— Task requirements —
• a. Using the ChemDataExtractor guide, decide whether each statement agrees with it. Answer yes or no for each, and quote the deciding words exactly. (i) By default, ChemDataExtractor extracts boiling points. (ii) Subclassing TemperatureModel automatically gives value and unit fields. (iii) The example document contains two paragraphs.
• b. Count the lines in the entries that contain the string "scene". Case counts. Give only the number.

— Supplied passage —
## begin
Finding new Properties¶

While ChemDataExtractor provides functionality for finding a number of properties out of the box, you will almost definitely need to write some of your own code to extend ChemDataExtractor. This document will walk you through the steps to do this. For more information, you should also look at the examples.

Creating a New Property Parser¶

Depending on your specific use case, you will almost definitely need to add new property parsers to ChemDataExtractor in order to retrieve new properties from scientific text/tables. Here we take you through a simple example of how to create a new parser.

First, we need all the relevant imports:

from chemdataextractor import Document
from chemdataextractor.model import BaseModel, Compound, StringType, ModelType
from chemdataextractor.model.units import TemperatureModel, LengthModel
from chemdataextractor.parse import I, join
from chemdataextractor.doc import Paragraph, Heading

Let’s create a simple example document with a single heading followed by a single paragraph that contains a boiling point:

d = Document(
    Heading(u'Synthesis of 2,4,6-trinitrotoluene (3a)'),
    Paragraph(u'The procedure was followed to yield a pale yellow solid (boiling point 240 °C)')
)

By default, ChemDataExtractor won’t extract any boiling points. This can be shown by examining the output records by calling the records() method.

To extract this information, we want to create a boiling_point property parser.

Step 1: Defining a new property model

In chemdataextractor.model.py you will see all the current property models defined in ChemDataExtractor. Each property inherits from BaseModel and can contain fields that can have different types (StringType: a string, ModelType: Another property model, ListType: A list of another type e.g. ListType(StringType()) is a list of strings).

So in model.py we need to create a BoilingPoint class and give it some useful fields. As a boiling point is a temperature, we can subclass the TemperatureModel class which automatically gives value and unit fields. Now all we need to add is a compound.
## end
— Dataset rows —
## begin
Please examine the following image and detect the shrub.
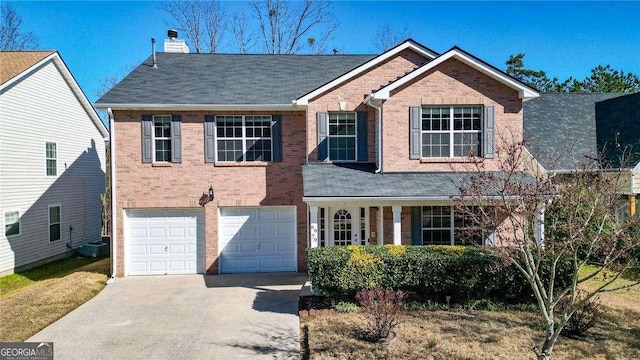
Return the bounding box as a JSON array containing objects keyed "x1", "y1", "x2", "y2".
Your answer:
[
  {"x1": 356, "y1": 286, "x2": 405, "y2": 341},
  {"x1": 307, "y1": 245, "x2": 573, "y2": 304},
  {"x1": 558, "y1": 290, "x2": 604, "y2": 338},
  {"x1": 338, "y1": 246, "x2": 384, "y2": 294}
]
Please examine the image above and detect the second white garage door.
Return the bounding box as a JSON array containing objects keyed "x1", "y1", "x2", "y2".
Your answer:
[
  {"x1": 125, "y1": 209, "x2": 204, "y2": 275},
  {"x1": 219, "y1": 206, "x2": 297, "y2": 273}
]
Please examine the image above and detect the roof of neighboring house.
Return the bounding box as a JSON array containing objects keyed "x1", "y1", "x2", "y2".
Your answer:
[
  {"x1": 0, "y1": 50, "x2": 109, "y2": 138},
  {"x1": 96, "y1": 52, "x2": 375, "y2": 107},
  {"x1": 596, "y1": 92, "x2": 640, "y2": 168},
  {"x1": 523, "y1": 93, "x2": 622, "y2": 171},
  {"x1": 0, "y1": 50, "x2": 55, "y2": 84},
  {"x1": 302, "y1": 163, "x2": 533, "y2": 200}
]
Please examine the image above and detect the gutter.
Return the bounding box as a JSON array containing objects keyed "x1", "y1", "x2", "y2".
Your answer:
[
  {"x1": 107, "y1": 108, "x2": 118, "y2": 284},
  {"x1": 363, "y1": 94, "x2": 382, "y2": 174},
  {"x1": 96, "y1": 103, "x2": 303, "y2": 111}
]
## end
## begin
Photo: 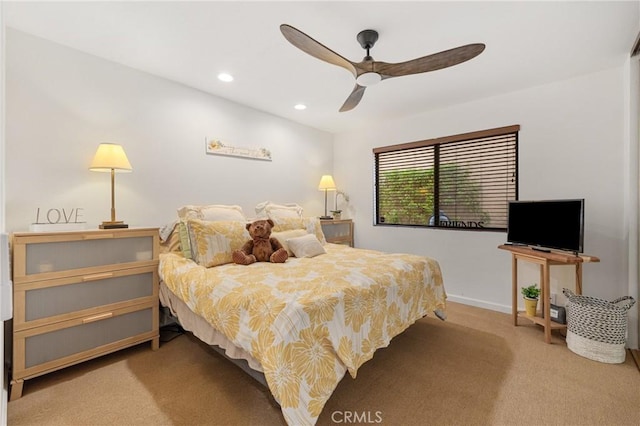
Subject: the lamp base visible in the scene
## end
## begin
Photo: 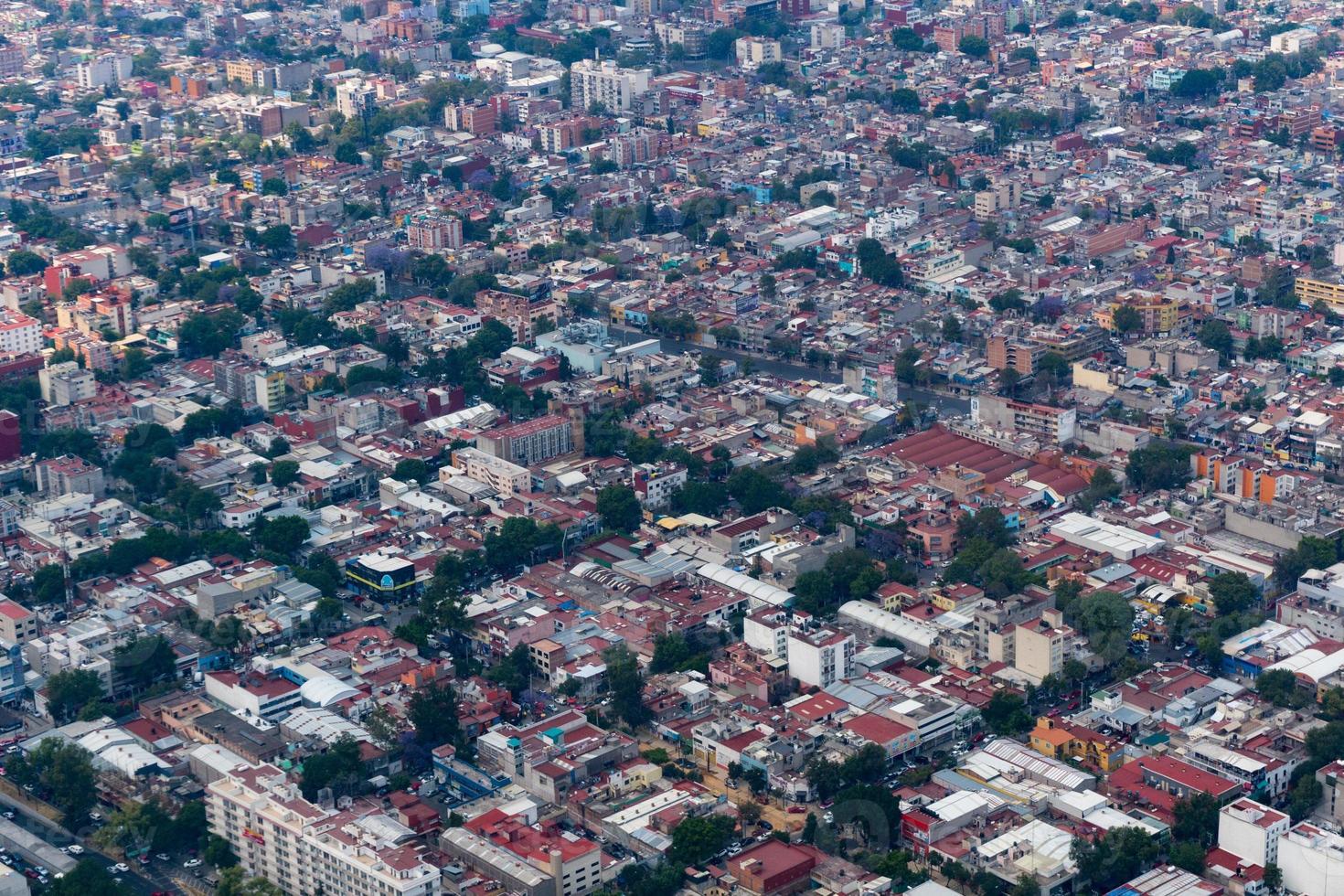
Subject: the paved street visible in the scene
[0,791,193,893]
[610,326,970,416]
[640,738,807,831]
## end
— The solutions —
• a.
(i) No: "By default, ChemDataExtractor won’t extract any boiling points."
(ii) Yes: "we can subclass the TemperatureModel class which automatically gives value and unit fields"
(iii) No: "a single heading followed by a single paragraph"

• b. 2